### TASK DETAILS
Copy each of the records below word for word, with every line kept as it is.
---- DATA IN THIS EXERCISE
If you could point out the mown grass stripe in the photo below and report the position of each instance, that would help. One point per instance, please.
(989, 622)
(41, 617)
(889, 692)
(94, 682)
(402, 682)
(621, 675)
--------
### EXERCISE RESPONSE
If you could point out the mown grass stripe in the photo below and report the position of each instance, that would help. One point per instance, please.
(989, 622)
(41, 617)
(889, 692)
(94, 682)
(402, 682)
(621, 675)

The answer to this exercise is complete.